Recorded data
+ + + + + + +

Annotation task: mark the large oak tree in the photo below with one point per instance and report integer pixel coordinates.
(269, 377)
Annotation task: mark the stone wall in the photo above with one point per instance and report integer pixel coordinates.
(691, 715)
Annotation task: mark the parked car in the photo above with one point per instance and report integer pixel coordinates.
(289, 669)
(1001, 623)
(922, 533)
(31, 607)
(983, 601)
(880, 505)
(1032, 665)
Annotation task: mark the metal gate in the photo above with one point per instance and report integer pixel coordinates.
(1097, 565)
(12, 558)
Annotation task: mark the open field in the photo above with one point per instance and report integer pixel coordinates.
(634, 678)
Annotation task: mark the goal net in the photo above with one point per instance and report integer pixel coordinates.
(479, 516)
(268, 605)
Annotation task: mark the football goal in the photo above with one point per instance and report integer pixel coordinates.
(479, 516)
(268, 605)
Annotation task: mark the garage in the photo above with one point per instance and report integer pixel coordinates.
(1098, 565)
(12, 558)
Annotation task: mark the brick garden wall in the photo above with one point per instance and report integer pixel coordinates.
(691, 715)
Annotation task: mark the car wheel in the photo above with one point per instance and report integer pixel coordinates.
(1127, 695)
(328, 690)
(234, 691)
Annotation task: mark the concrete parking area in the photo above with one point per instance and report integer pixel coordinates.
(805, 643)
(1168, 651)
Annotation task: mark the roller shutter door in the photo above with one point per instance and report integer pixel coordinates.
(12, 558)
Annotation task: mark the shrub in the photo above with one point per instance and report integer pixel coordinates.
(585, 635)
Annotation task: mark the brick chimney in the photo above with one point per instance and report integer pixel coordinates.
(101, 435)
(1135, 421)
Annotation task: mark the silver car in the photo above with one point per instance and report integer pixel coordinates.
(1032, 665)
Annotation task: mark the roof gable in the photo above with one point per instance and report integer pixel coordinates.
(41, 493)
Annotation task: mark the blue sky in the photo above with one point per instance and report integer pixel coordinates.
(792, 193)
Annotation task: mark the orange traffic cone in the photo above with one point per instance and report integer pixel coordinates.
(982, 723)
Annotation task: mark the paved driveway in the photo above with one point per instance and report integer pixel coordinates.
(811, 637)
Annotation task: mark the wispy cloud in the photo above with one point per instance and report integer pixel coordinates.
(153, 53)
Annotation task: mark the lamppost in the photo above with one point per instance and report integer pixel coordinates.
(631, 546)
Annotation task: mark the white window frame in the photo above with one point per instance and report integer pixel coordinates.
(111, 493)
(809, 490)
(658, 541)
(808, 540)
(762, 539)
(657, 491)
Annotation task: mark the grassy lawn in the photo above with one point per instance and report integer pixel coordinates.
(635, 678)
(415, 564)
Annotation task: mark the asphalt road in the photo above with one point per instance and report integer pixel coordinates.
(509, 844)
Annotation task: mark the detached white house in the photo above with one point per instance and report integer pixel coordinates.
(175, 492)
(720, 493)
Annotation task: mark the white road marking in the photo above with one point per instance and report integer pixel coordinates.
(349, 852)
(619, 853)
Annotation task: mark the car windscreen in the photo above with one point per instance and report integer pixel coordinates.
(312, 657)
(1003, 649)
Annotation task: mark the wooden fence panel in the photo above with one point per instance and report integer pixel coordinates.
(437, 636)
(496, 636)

+ + + + + + +

EXERCISE DIRECTIONS: Every line above should be output exactly as it stands.

OUTPUT OF THE EXERCISE:
Annotation task: mark the large oak tree in the photo below with one point per instance and report integer pixel coordinates.
(269, 377)
Annotation task: mark the stone wall in the photo above with one point per instance and report integer pixel coordinates.
(691, 715)
Annotation task: mark the parked car in the photo above with one point per instance and report integer pixel coordinates.
(289, 669)
(1001, 623)
(922, 533)
(31, 607)
(983, 601)
(880, 505)
(1032, 665)
Annotation task: mark the metal gate in the photo above with one point per instance and report integer pixel coordinates.
(1097, 565)
(12, 558)
Annotation task: mark the open field in the photo above with one point per instance and report integer pixel coordinates.
(634, 678)
Annotation task: mark the goal net in the photo above with one point per instance and report integer pixel coordinates.
(479, 516)
(268, 605)
Annotation task: mark the football goal in the photo above with one point per instance and report integer pixel coordinates.
(479, 516)
(268, 605)
Annotation task: mark the garage in the photo above with one point per instance and report integer pixel coordinates.
(1098, 565)
(12, 558)
Annotation task: mark the brick garden wall in the photo above with one point per instance and report integer pixel coordinates.
(691, 715)
Annotation task: mark the car wheel in the photo above with one point per instance and report integer pixel coordinates.
(1127, 695)
(328, 690)
(234, 691)
Annotation task: mark the concrete parking area in the photo above with one point per instance and report integer pixel coordinates.
(805, 643)
(1168, 651)
Annotation task: mark the roller shutter door in the photo above with one point per instance and report integer pixel coordinates.
(12, 558)
Annotation task: mark the shrub in the photo above with one point per instance and report integer pixel coordinates.
(585, 635)
Annotation task: mark the brick chimney in the photo above with one point per instance and report integer pixel coordinates.
(101, 435)
(1135, 421)
Annotation task: mark the silver car in the photo above with one point per instance and report integer pixel coordinates.
(1032, 665)
Annotation task: mark the roof gable in the photo above with one point per instance and report integer pixel coordinates.
(41, 493)
Annotation task: mark the blue sky in the photo above with one point per instance and report integer pixel coordinates.
(792, 193)
Annotation task: mark the orange traffic cone in the photo above with one point per instance and report integer pixel coordinates.
(982, 723)
Annotation task: mark the paved driveway in the photo above with one point per instance and report integer pixel coordinates.
(811, 637)
Annotation task: mark the wispy cloud in the photo above with one point per instance and report integer pixel coordinates.
(153, 53)
Annotation task: mark the lamppost in the photo above with one point per instance and report integer pixel coordinates.
(631, 546)
Annotation task: mark the white window frame in the photo above with one point per instance and report integer pixel coordinates.
(111, 493)
(809, 490)
(658, 541)
(808, 540)
(762, 539)
(657, 491)
Annotation task: mark the grassy lawn in the photo above with one point per instance and report integer pixel coordinates.
(635, 678)
(415, 564)
Annotation task: mark the asphalt road in the photo above with one point per instance and report integer pixel coordinates.
(509, 844)
Annotation task: mark the detached white house in the photo above with one point per instance and report integer pixel coordinates.
(175, 492)
(720, 493)
Annotation task: mark the white road marking in the photo above with one point per instance and report integer pixel coordinates.
(349, 852)
(619, 853)
Annotation task: mark the car windscreen in the photo above with one point per instance and report integer pixel coordinates.
(312, 657)
(1003, 649)
Annotation task: mark the wooden fence panel in the photo above with one point per instance and report integer pixel coordinates.
(437, 636)
(496, 636)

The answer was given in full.